BEGIN Data to examine
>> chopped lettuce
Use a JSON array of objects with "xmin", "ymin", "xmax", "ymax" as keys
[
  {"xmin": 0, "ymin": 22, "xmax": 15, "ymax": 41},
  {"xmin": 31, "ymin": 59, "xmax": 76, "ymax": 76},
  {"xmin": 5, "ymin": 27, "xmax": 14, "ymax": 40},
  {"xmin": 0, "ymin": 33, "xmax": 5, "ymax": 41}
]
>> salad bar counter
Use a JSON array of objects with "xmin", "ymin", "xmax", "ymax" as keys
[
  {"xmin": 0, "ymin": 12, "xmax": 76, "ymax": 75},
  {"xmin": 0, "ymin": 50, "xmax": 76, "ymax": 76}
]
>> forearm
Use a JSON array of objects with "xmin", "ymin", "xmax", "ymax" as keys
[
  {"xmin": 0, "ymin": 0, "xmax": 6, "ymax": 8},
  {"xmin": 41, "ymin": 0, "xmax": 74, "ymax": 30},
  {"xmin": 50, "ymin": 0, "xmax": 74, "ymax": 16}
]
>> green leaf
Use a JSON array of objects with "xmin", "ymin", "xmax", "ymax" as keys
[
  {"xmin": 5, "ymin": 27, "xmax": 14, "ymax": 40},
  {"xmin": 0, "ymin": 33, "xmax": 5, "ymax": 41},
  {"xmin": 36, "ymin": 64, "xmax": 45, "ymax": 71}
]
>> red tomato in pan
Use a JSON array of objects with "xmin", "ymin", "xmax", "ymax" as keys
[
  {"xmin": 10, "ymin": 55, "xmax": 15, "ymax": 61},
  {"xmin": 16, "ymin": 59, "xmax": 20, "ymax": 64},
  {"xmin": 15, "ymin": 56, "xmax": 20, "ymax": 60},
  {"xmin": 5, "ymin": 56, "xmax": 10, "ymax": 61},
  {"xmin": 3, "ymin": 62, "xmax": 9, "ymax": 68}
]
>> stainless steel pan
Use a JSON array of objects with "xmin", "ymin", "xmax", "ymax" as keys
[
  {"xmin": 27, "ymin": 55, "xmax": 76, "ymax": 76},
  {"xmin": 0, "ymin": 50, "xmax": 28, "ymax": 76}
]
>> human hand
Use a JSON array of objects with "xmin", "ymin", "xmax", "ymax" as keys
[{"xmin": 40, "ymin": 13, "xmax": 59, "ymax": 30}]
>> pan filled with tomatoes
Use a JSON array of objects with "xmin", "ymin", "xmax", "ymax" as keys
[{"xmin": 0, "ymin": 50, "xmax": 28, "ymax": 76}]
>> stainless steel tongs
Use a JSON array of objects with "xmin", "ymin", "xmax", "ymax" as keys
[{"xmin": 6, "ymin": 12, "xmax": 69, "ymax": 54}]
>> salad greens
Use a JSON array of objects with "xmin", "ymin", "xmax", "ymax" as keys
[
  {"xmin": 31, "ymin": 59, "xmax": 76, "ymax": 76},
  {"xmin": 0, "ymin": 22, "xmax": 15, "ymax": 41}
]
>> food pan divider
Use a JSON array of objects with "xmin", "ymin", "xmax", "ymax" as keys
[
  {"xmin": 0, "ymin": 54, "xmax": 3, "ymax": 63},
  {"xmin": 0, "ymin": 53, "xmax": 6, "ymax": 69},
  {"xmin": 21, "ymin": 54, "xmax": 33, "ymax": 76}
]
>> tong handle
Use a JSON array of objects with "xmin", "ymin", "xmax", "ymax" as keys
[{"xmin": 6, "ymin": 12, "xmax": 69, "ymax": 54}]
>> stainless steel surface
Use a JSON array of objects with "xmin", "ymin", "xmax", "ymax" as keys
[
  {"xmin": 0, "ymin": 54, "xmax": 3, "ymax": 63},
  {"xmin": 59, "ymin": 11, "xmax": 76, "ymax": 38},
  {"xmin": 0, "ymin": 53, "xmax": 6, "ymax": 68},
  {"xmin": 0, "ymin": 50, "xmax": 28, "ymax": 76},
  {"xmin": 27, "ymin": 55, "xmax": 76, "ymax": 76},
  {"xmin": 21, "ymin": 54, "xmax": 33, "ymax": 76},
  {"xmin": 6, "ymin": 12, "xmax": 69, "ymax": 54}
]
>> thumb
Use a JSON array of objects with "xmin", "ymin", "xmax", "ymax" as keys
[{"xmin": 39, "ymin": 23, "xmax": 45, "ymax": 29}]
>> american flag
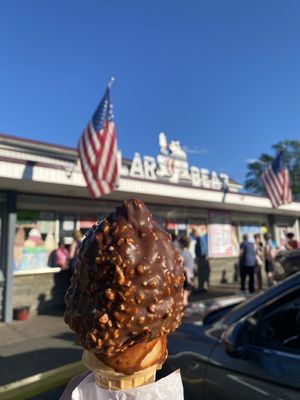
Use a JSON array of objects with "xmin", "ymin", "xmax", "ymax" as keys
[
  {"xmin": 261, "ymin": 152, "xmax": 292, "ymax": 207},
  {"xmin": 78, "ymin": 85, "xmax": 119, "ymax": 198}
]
END Data to examine
BEGIN Data to examine
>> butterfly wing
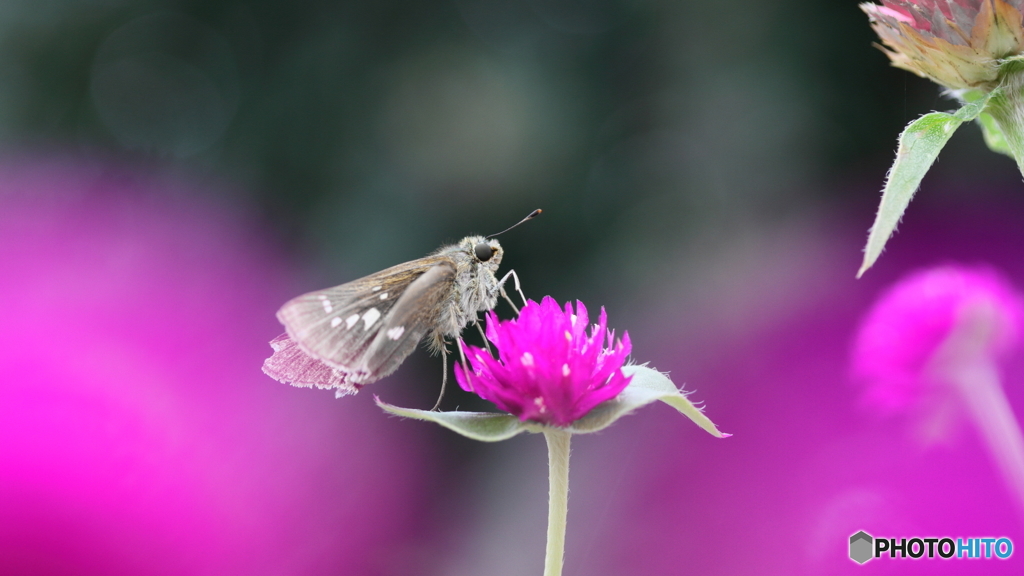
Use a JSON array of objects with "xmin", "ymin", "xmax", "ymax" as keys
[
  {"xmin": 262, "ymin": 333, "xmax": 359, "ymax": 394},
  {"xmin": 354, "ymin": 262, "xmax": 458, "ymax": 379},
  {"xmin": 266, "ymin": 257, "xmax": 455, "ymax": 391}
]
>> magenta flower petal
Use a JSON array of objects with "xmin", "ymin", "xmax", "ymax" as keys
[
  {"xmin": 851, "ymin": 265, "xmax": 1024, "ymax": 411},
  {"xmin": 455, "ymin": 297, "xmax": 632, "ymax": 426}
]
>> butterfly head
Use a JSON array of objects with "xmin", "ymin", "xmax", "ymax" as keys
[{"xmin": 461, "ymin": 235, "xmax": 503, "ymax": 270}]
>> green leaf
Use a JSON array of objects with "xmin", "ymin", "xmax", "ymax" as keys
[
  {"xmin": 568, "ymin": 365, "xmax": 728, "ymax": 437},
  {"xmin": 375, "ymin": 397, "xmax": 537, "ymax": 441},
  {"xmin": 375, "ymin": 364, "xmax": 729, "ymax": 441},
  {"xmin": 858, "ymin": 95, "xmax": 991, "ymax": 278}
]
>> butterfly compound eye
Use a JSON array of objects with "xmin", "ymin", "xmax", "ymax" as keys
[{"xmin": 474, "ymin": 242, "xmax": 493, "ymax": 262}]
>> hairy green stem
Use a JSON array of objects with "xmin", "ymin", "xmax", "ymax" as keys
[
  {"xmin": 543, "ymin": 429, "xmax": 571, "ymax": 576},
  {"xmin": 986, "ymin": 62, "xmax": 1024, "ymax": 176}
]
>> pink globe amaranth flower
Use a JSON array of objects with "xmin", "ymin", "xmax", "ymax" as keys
END Data to examine
§ **What you need to do**
How many of the lines in the records above include the word "steel"? State that number alone.

§ **Exercise result**
3